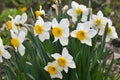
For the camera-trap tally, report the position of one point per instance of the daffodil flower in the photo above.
(54, 70)
(39, 12)
(65, 60)
(111, 34)
(11, 25)
(99, 22)
(20, 19)
(84, 33)
(3, 53)
(17, 41)
(77, 10)
(61, 31)
(42, 29)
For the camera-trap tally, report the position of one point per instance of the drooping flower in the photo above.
(24, 9)
(61, 31)
(111, 34)
(65, 60)
(3, 53)
(17, 41)
(42, 29)
(84, 33)
(11, 25)
(39, 12)
(77, 10)
(20, 19)
(54, 70)
(99, 22)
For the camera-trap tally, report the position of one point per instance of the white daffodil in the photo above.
(77, 10)
(42, 29)
(3, 53)
(54, 70)
(39, 12)
(11, 25)
(20, 19)
(61, 31)
(84, 33)
(17, 41)
(99, 22)
(111, 34)
(65, 60)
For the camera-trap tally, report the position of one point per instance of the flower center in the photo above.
(9, 24)
(57, 31)
(62, 61)
(1, 52)
(52, 69)
(37, 13)
(39, 29)
(109, 30)
(81, 35)
(98, 22)
(15, 42)
(78, 11)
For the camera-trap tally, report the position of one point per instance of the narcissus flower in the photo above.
(11, 25)
(3, 53)
(99, 22)
(42, 29)
(17, 41)
(24, 9)
(84, 33)
(111, 34)
(39, 12)
(61, 31)
(65, 60)
(77, 10)
(20, 19)
(54, 70)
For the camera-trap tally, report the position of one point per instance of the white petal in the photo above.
(74, 19)
(65, 32)
(44, 36)
(47, 26)
(71, 12)
(84, 26)
(56, 55)
(66, 54)
(91, 33)
(54, 23)
(1, 43)
(74, 5)
(39, 21)
(21, 50)
(114, 35)
(6, 54)
(1, 60)
(58, 75)
(73, 33)
(24, 18)
(24, 30)
(63, 41)
(100, 14)
(107, 39)
(17, 19)
(64, 23)
(13, 35)
(66, 69)
(72, 64)
(21, 36)
(87, 41)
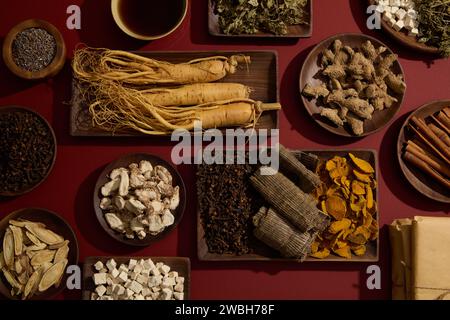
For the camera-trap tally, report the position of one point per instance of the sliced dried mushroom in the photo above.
(42, 257)
(32, 284)
(8, 248)
(52, 275)
(45, 235)
(61, 254)
(110, 187)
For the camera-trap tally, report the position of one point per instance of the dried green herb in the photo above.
(251, 16)
(434, 24)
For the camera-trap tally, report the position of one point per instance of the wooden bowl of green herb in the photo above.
(433, 39)
(227, 18)
(34, 49)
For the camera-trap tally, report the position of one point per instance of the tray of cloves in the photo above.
(321, 205)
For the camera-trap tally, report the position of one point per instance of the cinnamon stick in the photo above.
(438, 166)
(432, 137)
(427, 169)
(444, 119)
(423, 148)
(429, 144)
(441, 125)
(440, 134)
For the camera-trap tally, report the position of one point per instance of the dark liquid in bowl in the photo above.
(151, 17)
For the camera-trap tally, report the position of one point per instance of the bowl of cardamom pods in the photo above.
(34, 49)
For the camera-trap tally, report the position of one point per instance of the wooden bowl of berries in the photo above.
(34, 49)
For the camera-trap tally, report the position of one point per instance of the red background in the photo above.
(69, 188)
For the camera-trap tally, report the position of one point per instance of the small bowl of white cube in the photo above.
(136, 278)
(139, 198)
(399, 18)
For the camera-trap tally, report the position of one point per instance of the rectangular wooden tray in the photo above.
(296, 31)
(261, 75)
(264, 253)
(178, 264)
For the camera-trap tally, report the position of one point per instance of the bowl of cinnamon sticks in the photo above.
(424, 150)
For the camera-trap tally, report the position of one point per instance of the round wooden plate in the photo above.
(309, 73)
(419, 180)
(403, 38)
(125, 161)
(53, 222)
(53, 68)
(7, 109)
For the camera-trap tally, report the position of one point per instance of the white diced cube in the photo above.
(109, 290)
(111, 264)
(100, 290)
(380, 9)
(136, 287)
(166, 294)
(148, 264)
(179, 287)
(155, 295)
(100, 278)
(399, 25)
(155, 271)
(156, 289)
(164, 269)
(146, 292)
(414, 32)
(168, 282)
(387, 16)
(400, 14)
(138, 269)
(98, 266)
(132, 264)
(412, 14)
(142, 279)
(154, 281)
(129, 293)
(123, 268)
(178, 295)
(127, 284)
(392, 22)
(123, 276)
(180, 280)
(115, 273)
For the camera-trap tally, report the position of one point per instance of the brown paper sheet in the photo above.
(431, 258)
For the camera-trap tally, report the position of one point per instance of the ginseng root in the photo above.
(90, 65)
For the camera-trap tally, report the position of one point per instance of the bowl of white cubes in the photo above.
(399, 19)
(136, 278)
(139, 199)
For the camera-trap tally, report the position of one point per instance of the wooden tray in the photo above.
(261, 76)
(7, 109)
(419, 180)
(178, 264)
(53, 222)
(125, 161)
(264, 253)
(295, 31)
(309, 75)
(403, 38)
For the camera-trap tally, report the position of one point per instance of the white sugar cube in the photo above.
(98, 266)
(399, 25)
(100, 278)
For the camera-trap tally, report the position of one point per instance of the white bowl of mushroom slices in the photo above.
(139, 198)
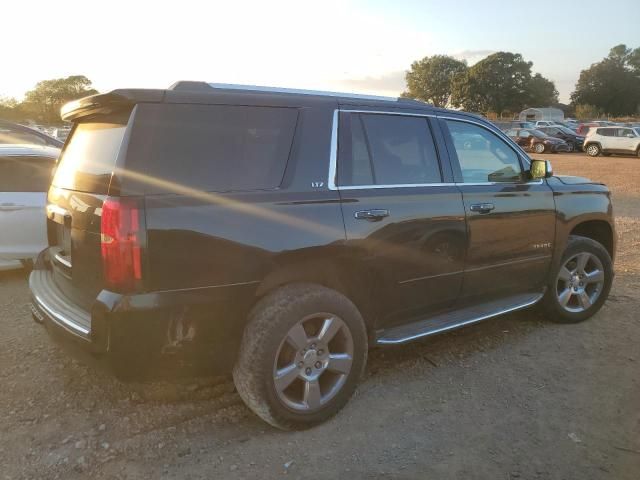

++++

## TO DO
Please print each entry exactly as it stands, without the pictures.

## RESULT OF THE EXERCISE
For the camera-trap tally, report the position of one point per instance of the daffodil flower in the photo above.
(54, 70)
(39, 12)
(65, 60)
(111, 34)
(11, 25)
(99, 22)
(20, 19)
(84, 33)
(3, 53)
(17, 41)
(77, 10)
(61, 31)
(42, 29)
For the camera-trap tally, report the position of one point per instance of the drooping flower in the photo above.
(24, 9)
(61, 31)
(111, 34)
(65, 60)
(3, 53)
(17, 41)
(42, 29)
(84, 33)
(11, 25)
(39, 12)
(77, 10)
(20, 19)
(54, 70)
(99, 22)
For the camera-trap tally, report the position of one point per instance of the white daffodil in the photo above.
(77, 10)
(42, 29)
(3, 53)
(54, 70)
(39, 12)
(11, 25)
(20, 19)
(61, 31)
(84, 33)
(17, 41)
(99, 22)
(111, 34)
(65, 60)
For the camera-trap tally, report the position of one point per instance of the flower center in the photo above.
(9, 24)
(57, 31)
(62, 61)
(1, 52)
(52, 69)
(37, 13)
(39, 29)
(109, 30)
(81, 35)
(98, 22)
(15, 42)
(78, 11)
For the camera-trap tally, report the position of one point per instance of the narcissus flower in the photo above.
(11, 25)
(3, 53)
(99, 22)
(42, 29)
(17, 41)
(24, 9)
(84, 33)
(111, 34)
(39, 12)
(61, 31)
(65, 60)
(77, 10)
(20, 19)
(54, 70)
For the camera-trap tally, report the position of one point per instance of the white petal in the photo above.
(74, 19)
(65, 32)
(44, 36)
(47, 26)
(71, 12)
(84, 26)
(56, 55)
(66, 54)
(91, 33)
(54, 23)
(1, 43)
(74, 5)
(39, 21)
(21, 50)
(114, 35)
(6, 54)
(1, 60)
(58, 75)
(73, 33)
(24, 18)
(24, 30)
(63, 41)
(100, 14)
(107, 39)
(17, 19)
(64, 23)
(13, 35)
(66, 69)
(72, 64)
(21, 36)
(87, 41)
For the camera-trap tally, report the position of one point per instance of the sliced dried mushroom in the photo above.
(42, 257)
(32, 284)
(8, 248)
(52, 275)
(45, 235)
(61, 254)
(110, 187)
For the camera-trap tally, report the position of one point per instance of the dried green herb in the photo above.
(251, 16)
(434, 24)
For the camera-trap tally, report the position of one point per instance of the wooden bowl of green herb in the photo above.
(433, 39)
(227, 18)
(34, 49)
For the camera-trap tally, report the position of one point per instance of the tray of cloves in the photo above.
(321, 205)
For the camera-trap tally, report the position of one point per instance of the cinnamon stick in the photo above.
(438, 166)
(432, 137)
(427, 169)
(444, 119)
(423, 148)
(429, 144)
(441, 125)
(440, 134)
For the camera-trap tally, report the position of one point per instance of the dark liquid in bowl in the photo above.
(151, 17)
For the camera-trap tally, report the position of one point per instance of the bowl of cardamom pods in the photo above.
(34, 49)
For the camera-trap tally, report the position of one point per instance of the wooden bowl of berries in the photo above.
(34, 49)
For the camera-trap tally, report the position of one point per instance of the red background in the photo above.
(69, 188)
For the camera-trap tally, report the position of one point per instance of the small bowl of white cube in the photo above.
(136, 278)
(139, 198)
(399, 18)
For the camera-trap tally, report the position of one point per instance of the rectangular wooden tray in the photo above.
(296, 31)
(261, 75)
(264, 253)
(178, 264)
For the camera-trap tally, report the position of one point per instance of the bowl of cinnamon sticks in the photo above.
(424, 150)
For the camera-trap tally, report the position of one point per instance of the round wooden plate in the photo above.
(309, 73)
(419, 180)
(403, 38)
(125, 161)
(53, 222)
(53, 68)
(7, 109)
For the camera-trap tally, report the position of one point per instance of the white diced cube in the photo above.
(109, 290)
(111, 264)
(100, 290)
(380, 9)
(136, 287)
(166, 294)
(148, 264)
(179, 287)
(155, 295)
(100, 278)
(399, 25)
(155, 271)
(156, 289)
(164, 269)
(146, 292)
(414, 32)
(168, 282)
(387, 16)
(400, 14)
(138, 269)
(98, 266)
(132, 264)
(412, 14)
(142, 279)
(154, 281)
(129, 293)
(123, 268)
(178, 295)
(127, 284)
(392, 22)
(123, 276)
(180, 280)
(115, 273)
For the camera-trap tally, report the position of one point per instance of the brown paper sheet in the photo above.
(431, 258)
For the camera-trap tally, report the position of one point per instance of the ginseng root in the photo above.
(90, 65)
For the camera-trap tally, report the position of one point per instance of the bowl of white cubes in the photo above.
(399, 19)
(136, 278)
(139, 199)
For the camera-trap tally, report the position of one point per instance of the wooden tray in the photo above.
(261, 76)
(7, 109)
(419, 180)
(178, 264)
(53, 222)
(125, 161)
(264, 253)
(295, 31)
(309, 75)
(403, 38)
For the camera-trap tally, report the position of one point per instance of the white sugar cube in the photo above.
(98, 266)
(399, 25)
(100, 278)
For the camera-trap tally, report the position of one point per instance of the white bowl of mushroom slices in the photo above.
(139, 198)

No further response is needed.